(Exercise prompt)
Restate all entries exactly.

■ ■ ■ ■ ■

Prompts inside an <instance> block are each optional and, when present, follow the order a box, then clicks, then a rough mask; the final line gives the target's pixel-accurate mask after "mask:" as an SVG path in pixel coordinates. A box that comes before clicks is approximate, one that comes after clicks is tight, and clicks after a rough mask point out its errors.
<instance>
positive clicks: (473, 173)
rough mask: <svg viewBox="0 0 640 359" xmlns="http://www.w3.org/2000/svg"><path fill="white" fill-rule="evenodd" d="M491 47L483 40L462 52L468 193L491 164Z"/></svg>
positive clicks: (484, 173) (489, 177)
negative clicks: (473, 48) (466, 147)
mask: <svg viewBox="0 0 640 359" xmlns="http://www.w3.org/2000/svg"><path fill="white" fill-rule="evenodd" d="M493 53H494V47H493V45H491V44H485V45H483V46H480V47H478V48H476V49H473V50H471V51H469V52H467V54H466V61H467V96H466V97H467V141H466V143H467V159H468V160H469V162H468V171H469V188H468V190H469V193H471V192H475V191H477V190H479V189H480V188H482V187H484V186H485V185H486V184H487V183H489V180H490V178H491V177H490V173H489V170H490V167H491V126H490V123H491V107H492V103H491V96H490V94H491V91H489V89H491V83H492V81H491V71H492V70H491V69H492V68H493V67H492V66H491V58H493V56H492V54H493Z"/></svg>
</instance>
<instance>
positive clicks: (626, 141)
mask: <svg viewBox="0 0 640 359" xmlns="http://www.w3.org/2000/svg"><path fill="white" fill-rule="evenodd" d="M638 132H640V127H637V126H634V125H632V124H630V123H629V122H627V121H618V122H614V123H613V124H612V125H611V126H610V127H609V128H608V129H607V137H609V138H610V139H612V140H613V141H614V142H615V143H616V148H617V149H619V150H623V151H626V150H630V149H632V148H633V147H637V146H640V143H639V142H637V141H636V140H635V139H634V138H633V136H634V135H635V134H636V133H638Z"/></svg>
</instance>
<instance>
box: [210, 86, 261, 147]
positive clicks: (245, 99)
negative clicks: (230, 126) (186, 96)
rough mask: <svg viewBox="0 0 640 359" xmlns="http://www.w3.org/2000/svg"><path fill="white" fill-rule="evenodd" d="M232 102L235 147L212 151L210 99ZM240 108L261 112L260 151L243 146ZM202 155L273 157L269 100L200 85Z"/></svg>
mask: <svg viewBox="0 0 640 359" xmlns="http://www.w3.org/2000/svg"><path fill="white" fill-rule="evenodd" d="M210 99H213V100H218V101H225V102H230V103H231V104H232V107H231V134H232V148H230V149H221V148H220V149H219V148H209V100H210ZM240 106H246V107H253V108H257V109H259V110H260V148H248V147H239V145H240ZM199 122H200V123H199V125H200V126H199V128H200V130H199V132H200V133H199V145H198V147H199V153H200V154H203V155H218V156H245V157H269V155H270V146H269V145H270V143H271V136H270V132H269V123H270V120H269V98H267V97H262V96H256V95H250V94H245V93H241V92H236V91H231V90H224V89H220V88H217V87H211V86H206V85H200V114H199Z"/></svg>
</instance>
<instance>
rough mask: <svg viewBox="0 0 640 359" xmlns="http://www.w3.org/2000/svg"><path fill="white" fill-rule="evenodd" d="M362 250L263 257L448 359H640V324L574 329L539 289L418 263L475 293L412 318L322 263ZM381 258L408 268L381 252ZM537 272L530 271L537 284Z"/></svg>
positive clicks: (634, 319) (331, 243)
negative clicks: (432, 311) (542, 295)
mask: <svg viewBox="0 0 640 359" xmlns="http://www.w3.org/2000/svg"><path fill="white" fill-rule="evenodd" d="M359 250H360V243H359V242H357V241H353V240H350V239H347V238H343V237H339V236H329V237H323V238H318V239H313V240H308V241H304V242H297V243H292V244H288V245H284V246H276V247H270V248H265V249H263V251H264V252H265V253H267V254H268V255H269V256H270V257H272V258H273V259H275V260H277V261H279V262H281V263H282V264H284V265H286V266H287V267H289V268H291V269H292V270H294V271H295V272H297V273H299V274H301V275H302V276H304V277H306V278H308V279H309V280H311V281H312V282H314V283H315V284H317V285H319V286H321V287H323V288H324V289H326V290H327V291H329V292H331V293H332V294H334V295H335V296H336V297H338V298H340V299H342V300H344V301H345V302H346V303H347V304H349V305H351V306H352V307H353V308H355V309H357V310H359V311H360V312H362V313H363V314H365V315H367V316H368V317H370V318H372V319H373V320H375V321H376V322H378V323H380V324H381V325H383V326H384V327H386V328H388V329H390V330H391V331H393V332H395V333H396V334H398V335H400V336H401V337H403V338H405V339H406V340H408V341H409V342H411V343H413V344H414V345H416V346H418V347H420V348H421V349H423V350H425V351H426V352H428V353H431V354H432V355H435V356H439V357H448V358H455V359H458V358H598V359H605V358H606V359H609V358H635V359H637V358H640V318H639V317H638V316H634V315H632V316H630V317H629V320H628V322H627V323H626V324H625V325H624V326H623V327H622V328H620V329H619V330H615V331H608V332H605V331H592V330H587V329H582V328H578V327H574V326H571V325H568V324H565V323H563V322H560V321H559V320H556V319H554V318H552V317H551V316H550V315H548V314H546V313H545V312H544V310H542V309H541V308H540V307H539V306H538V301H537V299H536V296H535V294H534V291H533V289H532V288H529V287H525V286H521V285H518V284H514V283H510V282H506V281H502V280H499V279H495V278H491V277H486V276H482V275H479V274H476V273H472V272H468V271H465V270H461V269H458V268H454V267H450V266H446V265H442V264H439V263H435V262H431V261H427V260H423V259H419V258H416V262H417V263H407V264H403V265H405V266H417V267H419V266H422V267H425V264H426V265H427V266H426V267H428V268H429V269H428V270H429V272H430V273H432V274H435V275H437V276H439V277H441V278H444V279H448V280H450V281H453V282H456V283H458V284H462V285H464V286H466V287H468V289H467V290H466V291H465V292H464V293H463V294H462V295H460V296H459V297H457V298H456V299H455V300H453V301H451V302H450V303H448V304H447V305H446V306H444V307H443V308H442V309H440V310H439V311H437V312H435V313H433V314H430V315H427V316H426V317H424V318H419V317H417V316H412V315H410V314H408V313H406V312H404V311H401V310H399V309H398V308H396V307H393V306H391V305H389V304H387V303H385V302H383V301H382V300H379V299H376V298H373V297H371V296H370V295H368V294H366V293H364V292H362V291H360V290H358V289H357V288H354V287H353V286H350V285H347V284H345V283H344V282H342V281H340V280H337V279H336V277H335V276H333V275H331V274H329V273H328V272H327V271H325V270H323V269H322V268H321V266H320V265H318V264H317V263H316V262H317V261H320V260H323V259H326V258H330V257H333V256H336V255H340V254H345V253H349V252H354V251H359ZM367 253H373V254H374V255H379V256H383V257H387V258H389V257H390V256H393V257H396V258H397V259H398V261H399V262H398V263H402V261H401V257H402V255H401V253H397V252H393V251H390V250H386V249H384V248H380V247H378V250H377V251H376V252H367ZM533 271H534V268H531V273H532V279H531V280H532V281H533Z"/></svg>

■ ■ ■ ■ ■

(Task output)
Prompts inside an <instance> block are each optional and, when present, follow the order a box, then clicks, then a rough mask; the final line gives the target's pixel-accurate mask after "mask:" as an SVG path in pixel coordinates. A box that comes before clicks is approximate, one that comes after clicks is tight, and clicks after a rough mask point out its errors.
<instance>
positive clicks: (473, 173)
rough mask: <svg viewBox="0 0 640 359" xmlns="http://www.w3.org/2000/svg"><path fill="white" fill-rule="evenodd" d="M491 47L483 40L462 52L468 193L491 164Z"/></svg>
positive clicks: (484, 173) (489, 177)
negative clicks: (473, 48) (466, 147)
mask: <svg viewBox="0 0 640 359" xmlns="http://www.w3.org/2000/svg"><path fill="white" fill-rule="evenodd" d="M493 53H494V47H493V45H491V44H485V45H483V46H480V47H478V48H476V49H473V50H471V51H469V52H467V54H466V61H467V96H466V97H467V141H466V143H467V159H468V160H469V162H468V171H469V188H468V190H469V193H471V192H475V191H477V190H479V189H480V188H482V187H484V186H485V185H486V184H487V183H489V180H490V178H491V177H490V173H489V170H490V167H491V126H490V123H491V107H492V103H491V96H490V94H491V91H489V89H491V83H492V81H491V71H492V70H491V69H492V68H493V67H492V66H491V58H493V56H492V54H493Z"/></svg>
</instance>
<instance>
positive clicks: (626, 141)
mask: <svg viewBox="0 0 640 359" xmlns="http://www.w3.org/2000/svg"><path fill="white" fill-rule="evenodd" d="M638 132H640V127H637V126H634V125H632V124H630V123H629V122H627V121H618V122H614V123H613V124H612V125H611V126H610V127H609V128H608V129H607V137H609V138H610V139H612V140H613V141H614V142H615V143H616V148H617V149H619V150H623V151H626V150H630V149H632V148H633V147H637V146H640V143H639V142H637V141H636V140H635V139H634V138H633V136H634V135H635V134H636V133H638Z"/></svg>
</instance>
<instance>
box: [210, 86, 261, 147]
positive clicks: (245, 99)
negative clicks: (230, 126) (186, 96)
rough mask: <svg viewBox="0 0 640 359" xmlns="http://www.w3.org/2000/svg"><path fill="white" fill-rule="evenodd" d="M232 102L235 147L212 151L210 99ZM240 108L261 112L260 151L243 146ZM202 155L273 157L269 100L200 85Z"/></svg>
mask: <svg viewBox="0 0 640 359" xmlns="http://www.w3.org/2000/svg"><path fill="white" fill-rule="evenodd" d="M210 99H213V100H218V101H225V102H230V103H231V104H232V107H231V134H232V148H230V149H221V148H220V149H219V148H209V100H210ZM240 106H246V107H253V108H257V109H259V110H260V148H248V147H239V145H240ZM199 122H200V123H199V125H200V126H199V128H200V130H199V132H200V133H199V145H198V147H199V153H200V154H203V155H218V156H245V157H269V155H270V146H269V145H270V143H271V136H270V132H269V123H270V120H269V98H267V97H262V96H256V95H250V94H245V93H241V92H236V91H231V90H224V89H220V88H217V87H211V86H206V85H200V114H199Z"/></svg>
</instance>
<instance>
rough mask: <svg viewBox="0 0 640 359" xmlns="http://www.w3.org/2000/svg"><path fill="white" fill-rule="evenodd" d="M362 250L263 257L448 359H640V324L574 329L539 289L418 263L475 293L412 318L322 263ZM381 258L408 268L381 252ZM537 272L530 271L537 284Z"/></svg>
positive clicks: (634, 319) (331, 243)
negative clicks: (432, 311) (542, 295)
mask: <svg viewBox="0 0 640 359" xmlns="http://www.w3.org/2000/svg"><path fill="white" fill-rule="evenodd" d="M359 250H360V243H359V242H357V241H353V240H350V239H347V238H343V237H339V236H329V237H323V238H318V239H313V240H308V241H304V242H297V243H292V244H288V245H284V246H276V247H270V248H265V249H263V251H264V252H265V253H267V254H268V255H269V256H270V257H272V258H273V259H275V260H277V261H279V262H281V263H282V264H284V265H286V266H287V267H289V268H291V269H292V270H294V271H295V272H297V273H299V274H301V275H302V276H304V277H306V278H308V279H309V280H311V281H312V282H314V283H315V284H317V285H319V286H321V287H323V288H324V289H326V290H327V291H329V292H331V293H332V294H334V295H335V296H336V297H338V298H340V299H342V300H344V301H345V302H346V303H347V304H349V305H351V306H352V307H353V308H355V309H357V310H359V311H360V312H362V313H363V314H365V315H367V316H368V317H370V318H372V319H373V320H375V321H376V322H378V323H380V324H381V325H383V326H384V327H386V328H388V329H390V330H391V331H393V332H395V333H396V334H398V335H400V336H401V337H403V338H405V339H406V340H408V341H409V342H411V343H413V344H414V345H416V346H418V347H420V348H421V349H423V350H425V351H426V352H428V353H431V354H432V355H435V356H439V357H448V358H455V359H458V358H598V359H605V358H606V359H609V358H635V359H637V358H640V318H639V317H638V316H634V315H632V316H630V317H629V320H628V322H627V323H626V324H625V325H624V326H623V327H622V328H620V329H619V330H615V331H608V332H605V331H592V330H587V329H582V328H578V327H574V326H571V325H568V324H565V323H563V322H560V321H559V320H556V319H554V318H552V317H551V316H550V315H548V314H546V313H545V312H544V310H542V309H541V308H540V307H539V306H538V301H537V299H536V296H535V294H534V291H533V289H532V288H529V287H525V286H521V285H518V284H514V283H510V282H506V281H502V280H499V279H495V278H491V277H486V276H482V275H479V274H476V273H472V272H468V271H465V270H461V269H458V268H454V267H450V266H446V265H442V264H439V263H435V262H431V261H427V260H423V259H419V258H416V262H417V263H407V264H403V265H405V266H417V267H419V266H422V267H425V264H426V265H427V266H426V267H428V268H429V269H428V270H429V272H430V273H432V274H435V275H437V276H439V277H441V278H444V279H448V280H450V281H453V282H456V283H458V284H462V285H464V286H466V287H468V289H467V290H466V291H465V292H464V293H463V294H462V295H460V296H459V297H457V298H456V299H455V300H453V301H451V302H450V303H448V304H447V305H446V306H444V307H443V308H442V309H440V310H439V311H437V312H435V313H433V314H430V315H427V316H426V317H424V318H419V317H417V316H412V315H410V314H408V313H406V312H404V311H401V310H399V309H398V308H396V307H393V306H391V305H389V304H387V303H385V302H383V301H382V300H379V299H376V298H373V297H371V296H370V295H368V294H366V293H364V292H362V291H360V290H358V289H357V288H354V287H353V286H350V285H347V284H345V283H344V282H342V281H340V280H337V279H336V277H335V276H333V275H331V274H329V273H328V272H327V271H325V270H323V269H322V268H321V266H320V265H318V264H317V263H316V262H317V261H320V260H323V259H326V258H330V257H333V256H336V255H340V254H345V253H349V252H354V251H359ZM367 253H373V254H374V255H379V256H383V257H387V258H389V257H390V256H393V257H396V258H397V259H398V261H399V262H398V263H402V261H401V257H402V255H401V253H397V252H393V251H390V250H386V249H384V248H380V247H378V250H377V251H376V252H367ZM533 271H534V268H531V273H532V279H531V280H532V281H533Z"/></svg>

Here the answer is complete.